%%

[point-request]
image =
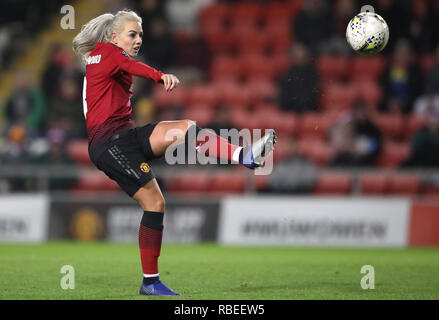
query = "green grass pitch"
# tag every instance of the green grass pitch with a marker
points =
(208, 271)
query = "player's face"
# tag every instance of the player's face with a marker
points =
(130, 38)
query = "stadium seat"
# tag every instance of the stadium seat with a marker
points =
(232, 93)
(201, 113)
(286, 124)
(412, 124)
(338, 96)
(390, 124)
(214, 12)
(393, 154)
(78, 151)
(227, 183)
(373, 183)
(261, 90)
(368, 92)
(404, 184)
(315, 150)
(217, 38)
(332, 68)
(224, 67)
(165, 99)
(315, 124)
(247, 13)
(257, 66)
(367, 68)
(333, 184)
(253, 43)
(200, 94)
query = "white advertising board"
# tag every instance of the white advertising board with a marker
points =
(23, 217)
(302, 221)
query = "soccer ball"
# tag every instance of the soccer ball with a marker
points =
(367, 33)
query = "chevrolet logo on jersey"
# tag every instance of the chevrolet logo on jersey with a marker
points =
(144, 167)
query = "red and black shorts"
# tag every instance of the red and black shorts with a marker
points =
(125, 158)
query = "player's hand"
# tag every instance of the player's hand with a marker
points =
(170, 81)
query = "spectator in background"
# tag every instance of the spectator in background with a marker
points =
(425, 143)
(343, 13)
(161, 50)
(342, 141)
(294, 174)
(299, 86)
(65, 110)
(432, 77)
(397, 15)
(25, 106)
(61, 65)
(150, 10)
(402, 80)
(367, 136)
(144, 112)
(312, 25)
(426, 105)
(57, 155)
(193, 54)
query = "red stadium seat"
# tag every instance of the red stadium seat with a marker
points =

%%

## Problem requirements:
Copy each line of the data that contains the word "green", leaving the other lines out.

## Answer section:
query = "green grass pitch"
# tag every instance of the green grass pitch with a marker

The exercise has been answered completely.